(Exercise aim) Please rewrite all the rows below as a JSON list of strings, one string for each line, with blank lines left out.

(Dataset excerpts)
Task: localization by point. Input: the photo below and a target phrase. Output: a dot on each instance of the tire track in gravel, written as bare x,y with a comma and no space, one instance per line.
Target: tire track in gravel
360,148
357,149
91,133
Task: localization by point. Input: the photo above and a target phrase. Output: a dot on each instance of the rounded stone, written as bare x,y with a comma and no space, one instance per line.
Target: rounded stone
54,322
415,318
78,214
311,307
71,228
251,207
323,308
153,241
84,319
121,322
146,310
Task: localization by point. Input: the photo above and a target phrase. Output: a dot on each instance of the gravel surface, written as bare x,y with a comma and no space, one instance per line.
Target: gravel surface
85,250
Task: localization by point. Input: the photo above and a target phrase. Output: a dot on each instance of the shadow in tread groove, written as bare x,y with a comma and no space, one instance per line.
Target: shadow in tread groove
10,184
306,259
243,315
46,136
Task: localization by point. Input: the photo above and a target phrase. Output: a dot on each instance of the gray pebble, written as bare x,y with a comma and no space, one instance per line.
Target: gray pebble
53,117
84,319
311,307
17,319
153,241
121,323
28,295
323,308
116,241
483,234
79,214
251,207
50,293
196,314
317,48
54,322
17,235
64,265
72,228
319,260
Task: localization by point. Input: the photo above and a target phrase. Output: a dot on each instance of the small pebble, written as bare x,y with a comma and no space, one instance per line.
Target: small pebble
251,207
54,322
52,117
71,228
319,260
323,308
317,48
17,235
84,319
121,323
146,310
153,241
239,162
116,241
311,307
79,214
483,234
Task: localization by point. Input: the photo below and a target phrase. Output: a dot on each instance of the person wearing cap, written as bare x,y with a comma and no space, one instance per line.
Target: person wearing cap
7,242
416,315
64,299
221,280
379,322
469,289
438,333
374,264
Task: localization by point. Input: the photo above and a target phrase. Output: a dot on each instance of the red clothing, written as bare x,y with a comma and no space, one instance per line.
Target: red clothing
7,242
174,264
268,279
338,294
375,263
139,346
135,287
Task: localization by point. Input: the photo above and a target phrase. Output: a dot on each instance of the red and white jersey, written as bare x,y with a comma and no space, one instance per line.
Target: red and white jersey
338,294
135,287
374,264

(The output)
[
  "Task: localization by point. Input: the photo below and a target phrase. Output: a dot on each instance of the tire track in gravel, written as bare x,y with a comma and no space, one instance per line.",
  "Target: tire track in gravel",
  "360,148",
  "357,149",
  "91,133",
  "Task: localization by point. Input: the photo above and a target phrase. Output: a dot on each instance of the rounded stone, written as bare x,y with a comma and no space, one instance per line.",
  "Target: rounded stone",
  "54,322",
  "415,318",
  "78,214",
  "311,307",
  "71,228",
  "251,207",
  "323,308",
  "153,241",
  "84,319",
  "121,322",
  "146,310",
  "Task: localization by point. Input: the photo above and a target phrase. Output: a dot on each instance of the gravel surface, written as bare x,y with a comma and no space, one instance per line.",
  "Target: gravel surface",
  "85,250",
  "Task: localization by point. Input: the photo above and a target phrase. Output: a dot on each instance of the shadow in tread groove, written as bare x,y with a comma and no space, one instance per line.",
  "Target: shadow in tread groove",
  "10,184",
  "306,259",
  "243,315",
  "46,136",
  "Task: localization by point. Input: the photo above and a target phrase. Output: a dot on each instance of the gray pebble, written as bare x,y with a comma and no space, one instance per line.",
  "Target: gray pebble",
  "53,117",
  "84,319",
  "311,307",
  "17,319",
  "153,241",
  "121,323",
  "28,295",
  "323,308",
  "116,241",
  "483,234",
  "79,214",
  "251,207",
  "50,293",
  "196,314",
  "317,48",
  "54,322",
  "17,235",
  "64,265",
  "72,228",
  "319,260",
  "Task: localization by point. Input: the photo above and a target phrase. Output: a dot on each instance of the small pebble, written as bare x,y with a comma and no space, one instance per line.",
  "Target: small pebble",
  "251,207",
  "54,322",
  "52,117",
  "71,228",
  "319,260",
  "323,308",
  "317,48",
  "17,235",
  "84,319",
  "121,323",
  "146,310",
  "153,241",
  "239,162",
  "116,241",
  "311,307",
  "79,214",
  "483,234",
  "Task: localization by point. Input: the photo below and a target phrase. Output: a dot on each instance of the person wearing cap, written as bare x,y with a comma and no space, one instance per line.",
  "Target: person wearing cap",
  "7,242",
  "416,315",
  "64,299",
  "221,280",
  "379,322",
  "469,289",
  "438,333",
  "374,264",
  "Task: localization by point. Input: the photo above and a target phrase. Output: a dot on each instance of the red clothing, written as bare x,y with a comma and no space, one instance per line.",
  "Target: red clothing",
  "7,242",
  "174,264",
  "268,279",
  "338,294",
  "375,263",
  "139,346",
  "135,287",
  "Task: localization by point. Input: the photo above and a target phrase. Output: a dot on each instance of the red and white jersey, written as bare x,y with a comma and no space, one instance per line.",
  "Target: red and white jersey",
  "338,294",
  "135,287",
  "374,264"
]